Task objective | Give an exact copy of the lines from the beginning of the listing below to the "Need: a point on every instance of the tree" line, inclusive.

Supplied material |

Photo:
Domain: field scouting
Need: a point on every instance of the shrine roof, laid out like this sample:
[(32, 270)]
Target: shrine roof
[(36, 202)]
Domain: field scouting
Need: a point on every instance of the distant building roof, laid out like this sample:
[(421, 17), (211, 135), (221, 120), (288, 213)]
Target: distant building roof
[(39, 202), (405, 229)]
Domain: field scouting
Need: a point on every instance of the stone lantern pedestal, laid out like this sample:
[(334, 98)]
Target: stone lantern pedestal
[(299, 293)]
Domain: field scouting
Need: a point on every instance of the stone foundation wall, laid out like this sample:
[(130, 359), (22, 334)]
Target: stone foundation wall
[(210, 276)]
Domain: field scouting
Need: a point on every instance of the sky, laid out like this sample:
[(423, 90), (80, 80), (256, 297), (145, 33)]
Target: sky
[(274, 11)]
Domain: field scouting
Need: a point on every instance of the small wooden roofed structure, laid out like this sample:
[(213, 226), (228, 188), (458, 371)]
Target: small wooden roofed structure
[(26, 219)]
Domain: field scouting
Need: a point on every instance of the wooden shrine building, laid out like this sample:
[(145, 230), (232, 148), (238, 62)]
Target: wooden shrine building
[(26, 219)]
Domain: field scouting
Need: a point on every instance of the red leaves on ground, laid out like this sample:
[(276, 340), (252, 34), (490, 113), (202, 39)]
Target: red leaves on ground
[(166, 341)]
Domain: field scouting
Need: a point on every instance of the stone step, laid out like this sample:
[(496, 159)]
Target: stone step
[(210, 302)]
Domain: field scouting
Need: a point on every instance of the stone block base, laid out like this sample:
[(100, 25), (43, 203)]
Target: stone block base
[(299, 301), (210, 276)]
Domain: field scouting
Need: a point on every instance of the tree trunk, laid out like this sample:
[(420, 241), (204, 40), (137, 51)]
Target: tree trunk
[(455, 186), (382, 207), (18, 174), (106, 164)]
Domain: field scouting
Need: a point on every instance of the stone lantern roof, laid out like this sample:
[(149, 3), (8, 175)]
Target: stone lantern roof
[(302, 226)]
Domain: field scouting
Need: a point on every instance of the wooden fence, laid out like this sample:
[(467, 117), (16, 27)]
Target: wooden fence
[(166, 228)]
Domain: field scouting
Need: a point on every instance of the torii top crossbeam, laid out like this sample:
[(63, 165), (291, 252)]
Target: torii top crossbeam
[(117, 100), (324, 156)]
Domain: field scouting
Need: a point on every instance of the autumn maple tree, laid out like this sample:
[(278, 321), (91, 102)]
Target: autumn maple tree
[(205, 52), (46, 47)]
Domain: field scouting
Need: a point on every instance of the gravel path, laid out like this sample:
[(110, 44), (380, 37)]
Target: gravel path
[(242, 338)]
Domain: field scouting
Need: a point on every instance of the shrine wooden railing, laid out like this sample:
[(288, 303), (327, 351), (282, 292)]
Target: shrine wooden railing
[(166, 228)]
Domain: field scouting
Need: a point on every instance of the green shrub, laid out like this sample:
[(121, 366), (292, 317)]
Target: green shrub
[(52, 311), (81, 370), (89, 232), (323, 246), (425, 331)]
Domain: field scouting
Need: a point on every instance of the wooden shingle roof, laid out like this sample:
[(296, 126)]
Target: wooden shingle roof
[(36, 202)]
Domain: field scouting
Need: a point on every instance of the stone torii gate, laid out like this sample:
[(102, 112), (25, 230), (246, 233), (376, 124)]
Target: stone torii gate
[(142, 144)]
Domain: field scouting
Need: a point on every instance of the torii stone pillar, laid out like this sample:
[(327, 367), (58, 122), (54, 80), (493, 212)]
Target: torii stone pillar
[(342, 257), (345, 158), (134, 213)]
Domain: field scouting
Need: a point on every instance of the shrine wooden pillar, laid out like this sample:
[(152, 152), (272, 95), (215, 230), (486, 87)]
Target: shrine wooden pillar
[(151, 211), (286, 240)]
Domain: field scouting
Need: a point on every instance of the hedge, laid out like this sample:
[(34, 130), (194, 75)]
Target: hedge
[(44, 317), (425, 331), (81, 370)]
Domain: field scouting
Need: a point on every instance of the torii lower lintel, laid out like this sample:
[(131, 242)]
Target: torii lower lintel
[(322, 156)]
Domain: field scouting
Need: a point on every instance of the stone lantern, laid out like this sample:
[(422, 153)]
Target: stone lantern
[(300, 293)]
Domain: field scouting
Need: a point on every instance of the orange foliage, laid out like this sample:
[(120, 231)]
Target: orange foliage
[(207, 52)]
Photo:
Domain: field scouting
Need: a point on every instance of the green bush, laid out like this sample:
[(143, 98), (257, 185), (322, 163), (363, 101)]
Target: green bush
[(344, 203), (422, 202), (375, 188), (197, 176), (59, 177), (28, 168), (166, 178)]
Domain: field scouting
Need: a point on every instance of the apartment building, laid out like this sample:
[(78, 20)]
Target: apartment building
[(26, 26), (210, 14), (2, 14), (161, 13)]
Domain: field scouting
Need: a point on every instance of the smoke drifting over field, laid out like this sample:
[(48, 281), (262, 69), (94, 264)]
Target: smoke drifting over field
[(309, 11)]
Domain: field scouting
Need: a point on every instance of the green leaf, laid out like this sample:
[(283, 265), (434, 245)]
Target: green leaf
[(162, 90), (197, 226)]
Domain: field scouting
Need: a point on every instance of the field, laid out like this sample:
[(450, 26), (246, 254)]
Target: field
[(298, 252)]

Result of this task |
Photo:
Domain: field scouting
Need: a point on every instance of the shrine roof, laid out like this sample:
[(32, 270)]
Target: shrine roof
[(36, 202)]
Domain: field scouting
Need: a point on every instance of the distant building roof, laid out like this sample:
[(421, 17), (211, 135), (221, 120), (288, 213)]
Target: distant building roof
[(39, 202), (405, 229)]
Domain: field scouting
Need: a point on every instance of the stone lantern pedestal, laid out like this sample:
[(334, 98)]
Target: stone lantern pedestal
[(299, 293)]
Domain: field scouting
Need: a point on every instance of the stone foundation wall, laid out like this sample:
[(130, 359), (22, 334)]
Target: stone foundation wall
[(210, 276)]
Domain: field scouting
Need: a point on every instance of the sky, laid out like this sample:
[(423, 90), (80, 80), (256, 297), (145, 33)]
Target: sky
[(274, 11)]
Domain: field scouting
Need: a point on every instance of the small wooden roofed structure, laid out like this sample:
[(213, 226), (228, 188), (458, 371)]
Target: small wooden roofed structure
[(26, 219)]
Domain: field scouting
Need: a point on every instance of the wooden shrine building, laid out like this sample:
[(145, 230), (232, 148), (238, 62)]
Target: wooden shrine building
[(26, 219)]
Domain: field scouting
Need: a point on every instance of the red leaves on ground, laid out like this sample:
[(276, 340), (252, 34), (490, 113), (202, 39)]
Target: red leaves on ground
[(166, 341)]
Domain: field scouting
Need: a point on every instance of the stone step, laid out like this sample:
[(496, 159)]
Target: stone step
[(210, 302)]
Domain: field scouting
Need: a point on every instance of the stone block base, laid out like this sample:
[(100, 25), (43, 203)]
Target: stone block base
[(299, 301), (210, 276)]
Domain: field scouting
Need: a point on every instance of the tree trunk, laid out like this sample:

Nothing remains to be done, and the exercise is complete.